* [Exercise description]: Copy exactly the last part of the entries, starting from the line with "target | blue jeans" and including the final line.

[Stored data]
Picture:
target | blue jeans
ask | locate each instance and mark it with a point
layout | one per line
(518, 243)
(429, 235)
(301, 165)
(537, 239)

* [Solution to the problem]:
target | blue jeans
ask | locate each instance and mark it with a point
layout | one per line
(518, 243)
(429, 235)
(301, 165)
(537, 239)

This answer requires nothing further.